Records for this exercise: Begin
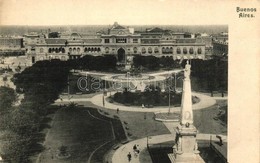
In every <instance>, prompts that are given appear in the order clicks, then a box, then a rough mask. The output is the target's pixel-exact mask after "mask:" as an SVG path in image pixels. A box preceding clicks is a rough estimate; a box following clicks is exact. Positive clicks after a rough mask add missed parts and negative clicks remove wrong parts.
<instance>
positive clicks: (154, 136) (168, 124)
mask: <svg viewBox="0 0 260 163" xmlns="http://www.w3.org/2000/svg"><path fill="white" fill-rule="evenodd" d="M114 93H115V92H112V94H114ZM192 95H193V96H197V97H198V98H200V102H198V103H196V104H194V105H193V106H192V108H193V110H198V109H203V108H207V107H210V106H212V105H214V104H215V103H216V99H227V97H224V98H222V97H221V98H220V97H210V96H208V95H205V94H202V93H197V92H192ZM106 98H107V97H106ZM65 101H71V102H72V101H74V102H78V101H81V102H82V101H83V102H84V101H90V102H92V103H93V104H94V105H97V106H100V107H104V108H107V109H114V110H116V109H117V108H119V109H120V110H121V111H135V112H164V111H165V110H167V111H168V109H166V108H168V107H154V108H144V109H142V108H141V106H140V107H132V106H131V107H129V106H123V105H118V104H115V103H109V102H107V101H106V100H105V105H104V106H103V94H97V95H95V96H93V97H91V98H86V97H83V98H82V97H81V98H79V97H77V98H72V99H70V100H68V99H63V101H61V100H60V99H59V100H57V101H56V102H65ZM172 110H174V111H179V110H180V107H174V108H172ZM164 124H165V126H166V127H167V128H168V130H169V131H170V132H171V134H165V135H157V136H152V137H148V138H147V137H145V138H142V139H137V140H134V141H131V142H129V143H127V144H124V145H122V146H120V147H119V148H118V149H117V150H116V151H115V153H114V154H113V156H112V162H113V163H118V162H120V163H128V162H129V161H128V158H127V154H128V153H129V152H130V153H131V155H132V159H131V163H140V160H139V155H135V154H134V151H133V146H134V145H135V144H138V145H139V150H140V151H142V150H144V149H145V148H146V145H147V141H148V143H149V144H158V143H163V142H167V141H172V140H174V137H175V128H176V127H177V125H178V123H173V122H171V123H169V122H168V123H167V122H164ZM220 136H221V137H222V140H223V142H226V141H227V137H226V136H225V135H220ZM197 140H215V141H219V139H218V138H217V137H216V135H214V134H200V133H198V134H197Z"/></svg>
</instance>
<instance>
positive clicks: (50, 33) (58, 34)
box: [48, 32, 59, 38]
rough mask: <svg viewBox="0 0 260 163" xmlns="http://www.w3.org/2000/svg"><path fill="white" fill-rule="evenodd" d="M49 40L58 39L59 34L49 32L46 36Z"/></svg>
mask: <svg viewBox="0 0 260 163" xmlns="http://www.w3.org/2000/svg"><path fill="white" fill-rule="evenodd" d="M48 37H49V38H58V37H59V33H58V32H51V33H49V34H48Z"/></svg>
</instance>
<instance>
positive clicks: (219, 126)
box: [193, 100, 227, 134]
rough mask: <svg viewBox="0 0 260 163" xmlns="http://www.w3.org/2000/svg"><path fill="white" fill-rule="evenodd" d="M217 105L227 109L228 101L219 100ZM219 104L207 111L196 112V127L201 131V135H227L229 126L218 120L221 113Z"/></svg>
mask: <svg viewBox="0 0 260 163" xmlns="http://www.w3.org/2000/svg"><path fill="white" fill-rule="evenodd" d="M217 104H219V105H220V106H222V107H225V106H227V101H226V100H218V101H217ZM217 104H216V105H213V106H211V107H209V108H207V109H201V110H195V111H194V113H193V116H194V125H195V126H196V127H197V129H198V130H199V133H208V134H227V124H226V123H225V122H223V121H221V119H216V117H217V115H218V113H219V109H218V108H217Z"/></svg>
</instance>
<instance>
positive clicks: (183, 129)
mask: <svg viewBox="0 0 260 163" xmlns="http://www.w3.org/2000/svg"><path fill="white" fill-rule="evenodd" d="M190 68H191V65H190V64H189V62H188V61H187V64H186V66H185V70H184V80H183V92H182V103H181V116H180V124H179V126H178V127H177V129H176V137H175V145H174V146H173V153H171V154H169V155H168V156H169V158H170V160H171V162H172V163H204V160H203V159H202V158H201V157H200V155H199V151H198V144H197V141H196V135H197V129H196V127H195V126H194V125H193V112H192V100H191V99H192V96H191V83H190Z"/></svg>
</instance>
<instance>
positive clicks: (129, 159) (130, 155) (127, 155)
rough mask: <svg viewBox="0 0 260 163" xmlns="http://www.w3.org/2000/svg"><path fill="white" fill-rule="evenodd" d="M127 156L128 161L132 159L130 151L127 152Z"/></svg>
mask: <svg viewBox="0 0 260 163" xmlns="http://www.w3.org/2000/svg"><path fill="white" fill-rule="evenodd" d="M127 158H128V161H129V162H130V161H131V159H132V155H131V153H130V152H129V153H128V154H127Z"/></svg>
Records for this exercise: End
# [Work instructions]
Above are the records; copy them exactly without the pictures.

# [Answer for the task]
In every <instance>, prompts that are given appear in the order clicks, then a box, then a rough mask. The output is the target's pixel-exact mask after "mask:" as an SVG path in image pixels. A box preceding clicks is a rough estimate; a box following clicks is exact. Positive clicks after a rough mask add missed parts and negative clicks remove wrong parts.
<instance>
positive clicks: (154, 136) (168, 124)
mask: <svg viewBox="0 0 260 163" xmlns="http://www.w3.org/2000/svg"><path fill="white" fill-rule="evenodd" d="M114 93H115V92H112V94H114ZM192 95H193V96H197V97H198V98H200V102H198V103H196V104H194V105H193V106H192V108H193V110H198V109H203V108H207V107H210V106H212V105H214V104H215V103H216V99H227V97H224V98H222V97H221V98H220V97H210V96H208V95H205V94H202V93H197V92H192ZM106 98H107V97H106ZM65 101H71V102H72V101H74V102H78V101H81V102H82V101H83V102H84V101H90V102H92V103H93V104H94V105H97V106H100V107H104V108H107V109H114V110H116V109H117V108H119V109H120V110H121V111H135V112H164V111H165V110H167V111H168V109H166V108H168V107H154V108H144V109H142V108H141V106H140V107H132V106H131V107H129V106H123V105H118V104H115V103H109V102H107V101H106V100H105V105H104V106H103V94H97V95H95V96H93V97H91V98H86V97H83V98H82V97H81V98H79V97H77V98H72V99H70V100H68V99H63V101H61V100H60V99H59V100H57V101H56V102H65ZM172 110H174V111H179V110H180V107H174V108H172ZM164 124H165V126H166V127H167V128H168V130H169V131H170V132H171V134H165V135H157V136H152V137H148V138H147V137H145V138H142V139H137V140H134V141H131V142H129V143H127V144H124V145H122V146H120V147H119V148H118V149H117V150H116V151H115V153H114V154H113V156H112V162H113V163H118V162H120V163H128V162H129V161H128V158H127V154H128V153H129V152H130V153H131V155H132V159H131V163H140V160H139V155H135V154H134V151H133V146H134V145H135V144H138V145H139V150H140V151H142V150H144V149H145V148H146V145H147V141H148V143H149V144H158V143H163V142H167V141H172V140H174V137H175V128H176V127H177V125H178V123H173V122H171V123H169V122H168V123H167V122H164ZM220 136H221V137H222V140H223V142H226V141H227V137H226V136H225V135H220ZM197 140H215V141H219V139H218V138H217V137H216V135H214V134H200V133H198V134H197Z"/></svg>
</instance>
<instance>
positive clicks: (50, 33) (58, 34)
box: [48, 32, 59, 38]
rough mask: <svg viewBox="0 0 260 163" xmlns="http://www.w3.org/2000/svg"><path fill="white" fill-rule="evenodd" d="M49 40L58 39L59 34L49 32L46 36Z"/></svg>
mask: <svg viewBox="0 0 260 163" xmlns="http://www.w3.org/2000/svg"><path fill="white" fill-rule="evenodd" d="M48 37H49V38H58V37H59V33H58V32H51V33H49V34H48Z"/></svg>
</instance>
<instance>
positive clicks: (219, 126)
box: [193, 100, 227, 134]
rough mask: <svg viewBox="0 0 260 163" xmlns="http://www.w3.org/2000/svg"><path fill="white" fill-rule="evenodd" d="M217 105L227 109L228 101L219 100ZM219 104L207 111L196 112V127L201 131V135H227L229 126L218 120L221 113Z"/></svg>
mask: <svg viewBox="0 0 260 163" xmlns="http://www.w3.org/2000/svg"><path fill="white" fill-rule="evenodd" d="M217 104H219V105H220V106H222V107H225V106H227V101H226V100H218V101H217ZM217 104H216V105H213V106H211V107H209V108H207V109H201V110H195V111H194V113H193V116H194V125H195V126H196V127H197V129H198V130H199V133H208V134H227V124H226V123H225V122H223V121H221V119H216V117H217V115H218V113H219V109H218V108H217Z"/></svg>
</instance>
<instance>
positive clicks: (183, 129)
mask: <svg viewBox="0 0 260 163" xmlns="http://www.w3.org/2000/svg"><path fill="white" fill-rule="evenodd" d="M190 68H191V65H190V64H189V62H188V61H187V64H186V66H185V70H184V80H183V92H182V103H181V116H180V124H179V126H178V127H177V129H176V137H175V145H174V146H173V153H171V154H169V155H168V156H169V158H170V160H171V162H172V163H204V160H203V159H202V158H201V157H200V155H199V151H198V144H197V141H196V135H197V129H196V127H195V126H194V125H193V112H192V100H191V99H192V96H191V83H190Z"/></svg>
</instance>
<instance>
positive clicks: (129, 159) (130, 155) (127, 155)
rough mask: <svg viewBox="0 0 260 163" xmlns="http://www.w3.org/2000/svg"><path fill="white" fill-rule="evenodd" d="M127 156L128 161L132 159L130 151L127 152Z"/></svg>
mask: <svg viewBox="0 0 260 163" xmlns="http://www.w3.org/2000/svg"><path fill="white" fill-rule="evenodd" d="M127 158H128V161H129V162H130V161H131V159H132V155H131V153H130V152H129V153H128V154H127Z"/></svg>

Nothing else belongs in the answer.